Prompt | Put each of the entries below into a numbered list, and leave out any blank lines.

--------------------------------------------------

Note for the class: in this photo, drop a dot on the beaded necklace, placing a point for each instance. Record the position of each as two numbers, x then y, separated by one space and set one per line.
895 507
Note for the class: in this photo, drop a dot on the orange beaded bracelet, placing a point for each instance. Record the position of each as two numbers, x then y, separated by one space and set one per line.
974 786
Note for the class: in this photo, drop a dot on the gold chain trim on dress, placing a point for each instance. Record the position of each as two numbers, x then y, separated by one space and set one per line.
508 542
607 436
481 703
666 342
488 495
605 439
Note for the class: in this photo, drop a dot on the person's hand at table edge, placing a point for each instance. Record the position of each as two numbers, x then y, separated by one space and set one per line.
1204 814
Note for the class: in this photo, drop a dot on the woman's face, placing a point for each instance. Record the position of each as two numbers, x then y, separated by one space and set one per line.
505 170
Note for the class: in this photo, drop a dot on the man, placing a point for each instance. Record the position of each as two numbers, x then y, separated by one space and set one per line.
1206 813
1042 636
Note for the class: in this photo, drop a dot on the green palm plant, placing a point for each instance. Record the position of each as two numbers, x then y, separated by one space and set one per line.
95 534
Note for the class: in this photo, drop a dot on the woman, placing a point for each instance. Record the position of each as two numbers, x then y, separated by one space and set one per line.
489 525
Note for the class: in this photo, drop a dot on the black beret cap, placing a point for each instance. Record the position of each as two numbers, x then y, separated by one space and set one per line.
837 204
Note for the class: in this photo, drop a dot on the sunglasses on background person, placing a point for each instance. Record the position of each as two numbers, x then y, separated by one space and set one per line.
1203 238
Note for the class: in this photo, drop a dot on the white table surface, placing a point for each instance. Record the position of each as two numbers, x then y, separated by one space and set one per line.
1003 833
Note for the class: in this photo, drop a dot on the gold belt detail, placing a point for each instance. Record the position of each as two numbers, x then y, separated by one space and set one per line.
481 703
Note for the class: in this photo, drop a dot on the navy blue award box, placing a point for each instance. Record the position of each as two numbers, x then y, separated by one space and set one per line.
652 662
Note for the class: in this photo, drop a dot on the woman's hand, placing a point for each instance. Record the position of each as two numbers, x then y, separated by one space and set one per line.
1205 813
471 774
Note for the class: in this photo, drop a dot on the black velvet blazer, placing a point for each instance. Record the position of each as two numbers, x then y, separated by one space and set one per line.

--------------------------------------------------

Answer below |
1. Note for the class: in this photo, drop a dot on the beaded necklace, placing a point for each instance. Record the position of each as two numbers, x then y, separated by one space and set one per line.
2. 895 507
3. Note for the class: in this photo, drop a dot on the orange beaded bracelet, placing a point for each instance. Record the position of each as two numbers, x then y, separated by one space and set one per line.
4. 974 786
5. Note for the class: in this photo, drop a dot on the gold chain trim on dress, placing a point for each instance. Record the position of each as two numbers, x then y, separated by one space and set one per line.
6. 508 542
7. 607 436
8. 481 703
9. 666 342
10. 488 495
11. 605 439
12. Note for the class: in this photo, drop a dot on the person's hand at table edge, placing a point for each instance. Record the position of each as two numbers, x then y, separated by one space and set one per line.
13. 1204 814
14. Note for the class: in this photo, drop a dot on the woman's face, placing a point for each instance. Record the position of each as two numbers, x then y, separated by one space and set one per line.
15. 505 170
16. Note for the class: in this photo, drop a dot on the man, placing a point for each instance. Record the position of each as two numbers, x then y, separated by one space and set one per line.
17. 1206 813
18. 1042 636
19. Note for the class: in this photo, drop a dot on the green palm plant, placing a point for each instance. Record the position of each as two numbers, x then y, separated by one space and set one per line.
20. 95 534
21. Note for the class: in this photo, drop a dot on the woman, placing a point for each instance. Record the position of each as two numbers, x then y, separated by one space and set one per line.
22. 489 525
23. Note for the class: in this photo, drop a dot on the black beret cap, placing a point for each instance. Record the position of each as two numbers, x then y, separated by one space and set one per line.
24. 837 204
25. Note for the class: in this photo, drop a dot on the sunglasses on background person, placing a point for each instance. Record the position of each as two numbers, x then y, separated by one space and set one per line.
26. 1203 238
27. Note for the class: in this photo, drop a dot on the white table surface, placing a point for each instance. Record the position of each as two numbers, x then y, separated by one space and set one per line.
28. 1003 833
29. Note for the class: in this photo, drop a dot on the gold belt detail, placing a point for each instance. Record the position of each as two numbers, x then y, separated by one space and set one per line.
30. 481 703
31. Note for the class: in this photo, drop a dot on the navy blue award box, placing a point for each instance. Record the position of each as two numbers, x then y, separated by one space and set one per line.
32. 652 662
33. Note for the class: in this photo, drop a dot on the woman's hand, placing a point for each instance. Record the position of each as two numbers, x then y, separated by one space and set one per line.
34. 1205 813
35. 471 774
36. Note for the class: in this photo, drop a dot on the black velvet blazer, placing a point for each instance. Record the position of each as two numbers, x then y, separated by one space and set one per line.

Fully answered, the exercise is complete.